- SOURCE RECORDS -
--- START ---

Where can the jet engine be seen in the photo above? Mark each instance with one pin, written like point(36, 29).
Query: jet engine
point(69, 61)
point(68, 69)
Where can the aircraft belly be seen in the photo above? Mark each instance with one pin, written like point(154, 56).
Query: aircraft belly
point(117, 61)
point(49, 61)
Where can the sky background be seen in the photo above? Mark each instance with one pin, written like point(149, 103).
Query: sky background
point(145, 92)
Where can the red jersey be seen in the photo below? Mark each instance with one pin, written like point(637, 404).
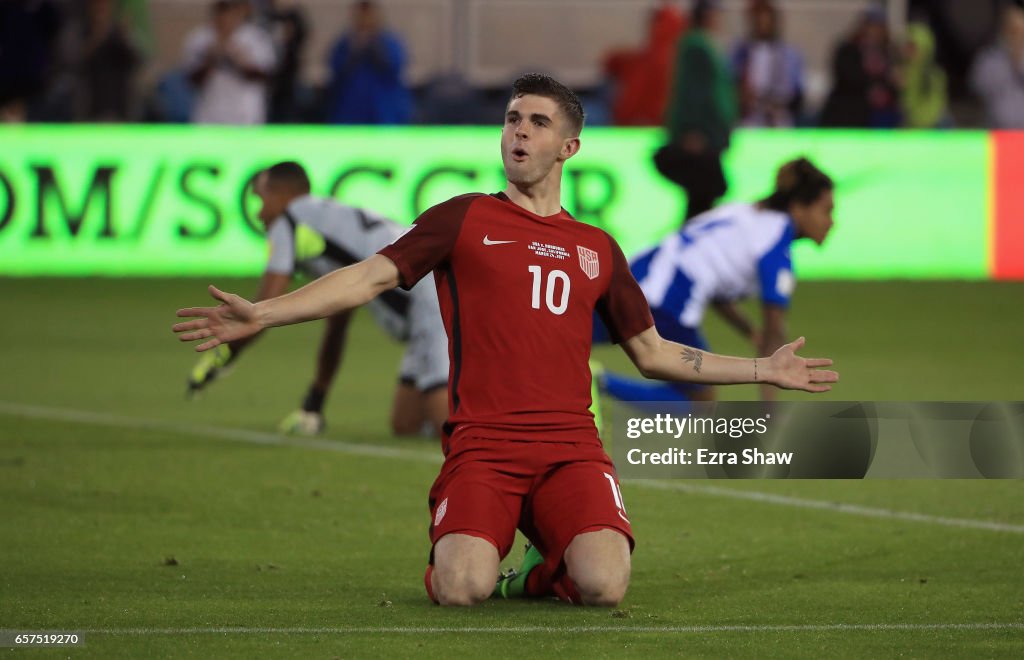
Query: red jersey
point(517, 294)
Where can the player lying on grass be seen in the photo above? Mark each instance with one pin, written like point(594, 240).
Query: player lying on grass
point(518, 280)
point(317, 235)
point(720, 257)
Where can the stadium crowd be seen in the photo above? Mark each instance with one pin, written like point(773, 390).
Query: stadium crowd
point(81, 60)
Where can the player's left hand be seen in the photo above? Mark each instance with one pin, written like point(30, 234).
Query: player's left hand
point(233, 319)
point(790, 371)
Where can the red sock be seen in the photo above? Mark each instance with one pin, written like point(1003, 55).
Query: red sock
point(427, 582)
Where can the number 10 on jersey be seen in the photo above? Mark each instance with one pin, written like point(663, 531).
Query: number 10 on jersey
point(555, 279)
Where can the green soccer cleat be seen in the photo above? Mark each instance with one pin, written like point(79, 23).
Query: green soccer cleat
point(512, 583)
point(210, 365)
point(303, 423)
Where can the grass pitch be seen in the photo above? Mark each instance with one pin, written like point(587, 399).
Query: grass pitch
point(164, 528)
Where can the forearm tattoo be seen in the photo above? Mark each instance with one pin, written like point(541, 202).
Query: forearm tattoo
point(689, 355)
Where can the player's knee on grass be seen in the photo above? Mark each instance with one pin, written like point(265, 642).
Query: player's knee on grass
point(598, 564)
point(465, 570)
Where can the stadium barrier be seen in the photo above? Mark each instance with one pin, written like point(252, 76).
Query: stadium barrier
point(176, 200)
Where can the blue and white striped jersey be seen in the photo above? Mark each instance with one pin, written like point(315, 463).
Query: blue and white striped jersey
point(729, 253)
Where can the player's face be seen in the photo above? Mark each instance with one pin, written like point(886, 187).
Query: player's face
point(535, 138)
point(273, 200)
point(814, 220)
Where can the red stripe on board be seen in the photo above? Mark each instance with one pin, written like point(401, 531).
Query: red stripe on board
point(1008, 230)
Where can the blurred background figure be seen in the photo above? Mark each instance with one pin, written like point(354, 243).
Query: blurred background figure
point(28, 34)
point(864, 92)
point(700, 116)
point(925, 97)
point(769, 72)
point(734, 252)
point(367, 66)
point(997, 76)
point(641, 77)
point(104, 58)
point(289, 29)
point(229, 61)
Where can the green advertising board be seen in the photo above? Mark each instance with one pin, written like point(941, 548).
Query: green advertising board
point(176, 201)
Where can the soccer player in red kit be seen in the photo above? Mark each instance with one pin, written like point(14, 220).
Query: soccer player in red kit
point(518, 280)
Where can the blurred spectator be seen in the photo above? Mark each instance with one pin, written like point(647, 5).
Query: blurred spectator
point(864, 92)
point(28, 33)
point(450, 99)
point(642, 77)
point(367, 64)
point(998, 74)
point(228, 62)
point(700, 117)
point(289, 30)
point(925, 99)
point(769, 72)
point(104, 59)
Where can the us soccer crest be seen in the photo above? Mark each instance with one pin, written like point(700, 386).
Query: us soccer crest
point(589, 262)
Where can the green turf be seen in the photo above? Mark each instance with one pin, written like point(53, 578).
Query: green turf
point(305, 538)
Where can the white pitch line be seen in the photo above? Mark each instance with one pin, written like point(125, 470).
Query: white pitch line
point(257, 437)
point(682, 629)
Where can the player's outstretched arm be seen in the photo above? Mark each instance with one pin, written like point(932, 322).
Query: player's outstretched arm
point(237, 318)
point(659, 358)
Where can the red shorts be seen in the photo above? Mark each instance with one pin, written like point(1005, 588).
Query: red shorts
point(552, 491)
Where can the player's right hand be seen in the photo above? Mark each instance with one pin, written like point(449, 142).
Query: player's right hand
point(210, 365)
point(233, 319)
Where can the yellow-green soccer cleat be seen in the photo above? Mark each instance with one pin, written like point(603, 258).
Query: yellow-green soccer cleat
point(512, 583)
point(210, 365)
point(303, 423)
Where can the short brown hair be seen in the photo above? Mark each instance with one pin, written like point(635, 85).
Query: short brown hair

--- END ---

- GIVEN PROBLEM -
Recast the lines from the one containing "Where can the player lying" through the one containing "point(81, 60)", both included, as a JSON array of strings with one string per line and blank lines omitted.

- ANSWER TO THIS PROBLEM -
[
  "Where can the player lying on grass be seen in the photo above? Mark each instance with one pin, written like point(594, 240).",
  "Query: player lying on grass",
  "point(518, 280)",
  "point(317, 235)",
  "point(720, 257)",
  "Where can the stadium crowd be seen in the photo above? Mark each instance with one pin, written like point(773, 390).",
  "Query: stadium crowd",
  "point(81, 60)"
]